_Estratti dai dati di annotazione a punti_
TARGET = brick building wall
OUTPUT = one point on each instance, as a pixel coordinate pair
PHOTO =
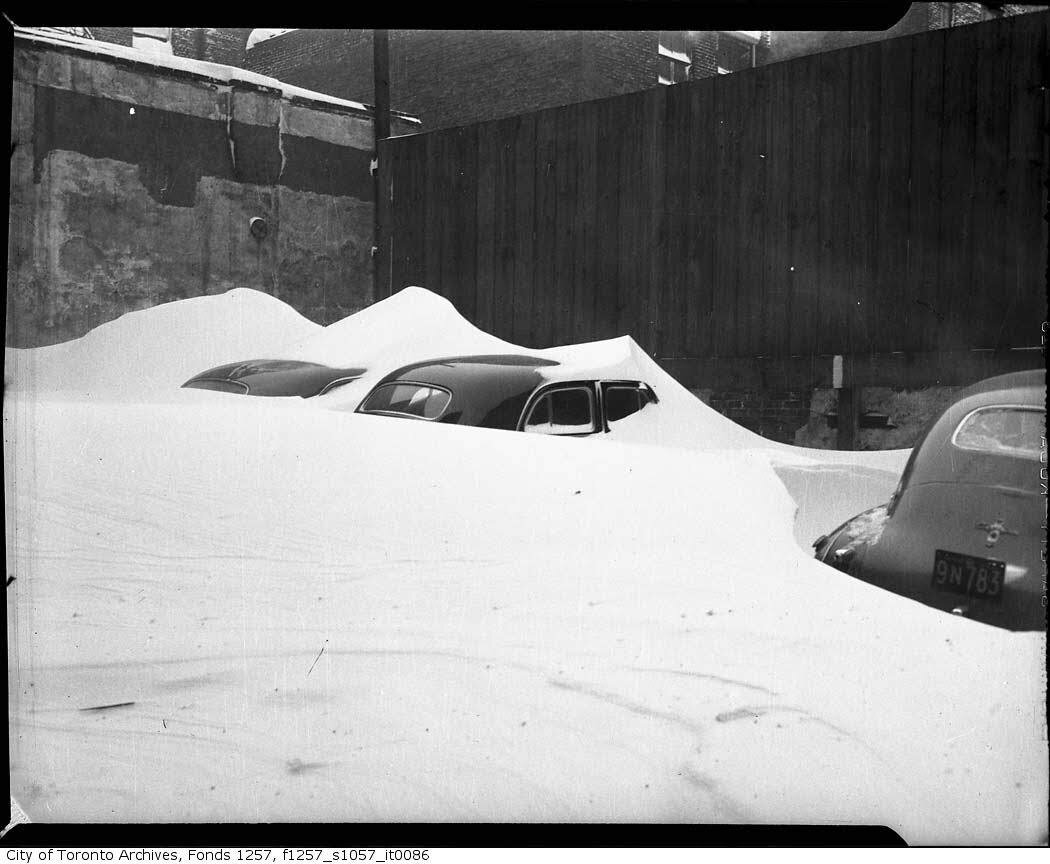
(919, 18)
(132, 185)
(450, 78)
(214, 44)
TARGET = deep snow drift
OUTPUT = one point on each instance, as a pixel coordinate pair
(295, 613)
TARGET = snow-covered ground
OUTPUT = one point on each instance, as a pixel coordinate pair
(235, 609)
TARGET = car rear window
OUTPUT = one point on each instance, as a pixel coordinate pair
(623, 400)
(412, 400)
(1005, 429)
(567, 411)
(217, 385)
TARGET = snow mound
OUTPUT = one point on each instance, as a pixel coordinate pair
(148, 354)
(310, 615)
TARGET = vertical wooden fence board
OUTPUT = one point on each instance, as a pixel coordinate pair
(654, 196)
(699, 238)
(544, 231)
(488, 144)
(506, 232)
(882, 227)
(385, 215)
(882, 198)
(835, 315)
(1026, 230)
(585, 241)
(627, 318)
(607, 217)
(918, 307)
(953, 325)
(989, 295)
(567, 229)
(524, 229)
(722, 309)
(779, 157)
(465, 236)
(673, 302)
(752, 145)
(436, 214)
(410, 251)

_CONSEGNA_
Riscrivi tutte le voci qui sopra senza modificarle, escludendo le immagini.

_SOLUZIONE_
TARGET = brick building wall
OUTPUT = one point on each instance, as a pixel coordinate pair
PHOTO =
(919, 18)
(132, 185)
(450, 78)
(214, 44)
TARGET = deep snow drift
OUTPUT = one point on each instance, as a pixel coordinate pair
(295, 613)
TARGET = snow-covered ground
OUTPUT = one point on each instance, as a pixel coordinate pair
(235, 609)
TARGET = car rear window
OUTPUT = one point on each instance, as a pixel coordinate pair
(623, 400)
(412, 400)
(1005, 429)
(567, 411)
(217, 385)
TARGET = snow mound
OUTPUT = one point on each instance, as a pixel coordinate pair
(148, 354)
(310, 615)
TARGET = vertical wooden fence board
OUTPUT = one point on each instance, as a pixel coordinate pair
(654, 196)
(699, 238)
(544, 231)
(488, 144)
(506, 232)
(882, 227)
(385, 215)
(882, 198)
(835, 315)
(1026, 230)
(585, 241)
(627, 318)
(607, 217)
(918, 307)
(953, 325)
(989, 295)
(567, 229)
(524, 229)
(722, 309)
(779, 157)
(465, 236)
(673, 302)
(752, 145)
(436, 214)
(410, 251)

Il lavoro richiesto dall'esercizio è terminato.